WHAT THE TASK REQUIRES: When a line of the entries contains "orange", please list that line.

ENTRIES SHOWN:
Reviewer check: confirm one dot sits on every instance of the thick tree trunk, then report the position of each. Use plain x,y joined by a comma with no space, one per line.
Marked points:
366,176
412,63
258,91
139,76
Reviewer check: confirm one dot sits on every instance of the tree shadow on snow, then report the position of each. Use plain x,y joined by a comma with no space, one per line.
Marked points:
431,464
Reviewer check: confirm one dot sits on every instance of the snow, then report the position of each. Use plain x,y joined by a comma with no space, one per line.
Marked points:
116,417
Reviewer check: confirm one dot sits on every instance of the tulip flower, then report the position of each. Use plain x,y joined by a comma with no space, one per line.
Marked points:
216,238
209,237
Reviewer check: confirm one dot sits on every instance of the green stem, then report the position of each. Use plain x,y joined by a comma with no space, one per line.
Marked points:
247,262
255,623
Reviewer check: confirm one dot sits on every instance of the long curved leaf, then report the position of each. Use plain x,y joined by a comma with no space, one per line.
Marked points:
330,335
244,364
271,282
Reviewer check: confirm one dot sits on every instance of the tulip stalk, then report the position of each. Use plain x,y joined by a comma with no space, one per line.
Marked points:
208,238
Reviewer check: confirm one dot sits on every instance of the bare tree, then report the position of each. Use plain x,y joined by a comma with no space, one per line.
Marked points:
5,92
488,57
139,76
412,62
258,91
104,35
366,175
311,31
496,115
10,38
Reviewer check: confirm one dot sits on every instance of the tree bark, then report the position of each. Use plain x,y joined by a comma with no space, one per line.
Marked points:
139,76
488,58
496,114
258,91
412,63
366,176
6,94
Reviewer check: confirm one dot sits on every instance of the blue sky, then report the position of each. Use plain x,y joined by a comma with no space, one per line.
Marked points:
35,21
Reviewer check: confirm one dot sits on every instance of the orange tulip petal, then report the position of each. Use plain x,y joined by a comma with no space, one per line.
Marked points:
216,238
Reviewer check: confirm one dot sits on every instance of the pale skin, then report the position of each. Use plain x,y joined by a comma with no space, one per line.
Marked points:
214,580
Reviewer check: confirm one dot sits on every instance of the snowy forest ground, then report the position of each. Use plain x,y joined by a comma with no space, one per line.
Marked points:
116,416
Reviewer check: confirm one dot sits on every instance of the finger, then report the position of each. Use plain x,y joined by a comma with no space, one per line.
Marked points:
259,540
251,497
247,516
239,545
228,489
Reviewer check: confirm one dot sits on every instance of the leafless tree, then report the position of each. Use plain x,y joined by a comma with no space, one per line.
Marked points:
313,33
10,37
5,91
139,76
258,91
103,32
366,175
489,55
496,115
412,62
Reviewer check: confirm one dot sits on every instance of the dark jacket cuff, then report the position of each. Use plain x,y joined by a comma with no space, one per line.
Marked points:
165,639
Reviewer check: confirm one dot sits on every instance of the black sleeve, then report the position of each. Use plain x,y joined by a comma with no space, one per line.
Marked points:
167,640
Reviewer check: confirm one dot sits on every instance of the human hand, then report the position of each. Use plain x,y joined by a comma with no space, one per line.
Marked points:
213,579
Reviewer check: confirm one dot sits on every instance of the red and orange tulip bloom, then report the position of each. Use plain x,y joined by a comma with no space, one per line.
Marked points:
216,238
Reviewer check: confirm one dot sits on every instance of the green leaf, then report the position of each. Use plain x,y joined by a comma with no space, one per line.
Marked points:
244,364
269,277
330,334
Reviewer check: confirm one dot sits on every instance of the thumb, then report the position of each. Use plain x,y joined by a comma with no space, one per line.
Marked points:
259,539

SOLUTION TO THIS TASK:
Reviewer check: confirm one dot sits on every instance of the orange tulip petal, then report the position of each. Use plain x,y joined by a comma with no space, one per line.
Reviewer check: confirm one dot sits on every instance of the red and orange tulip bloom, then report the position of each. Use plain x,y joined by a comma with no space, one per line.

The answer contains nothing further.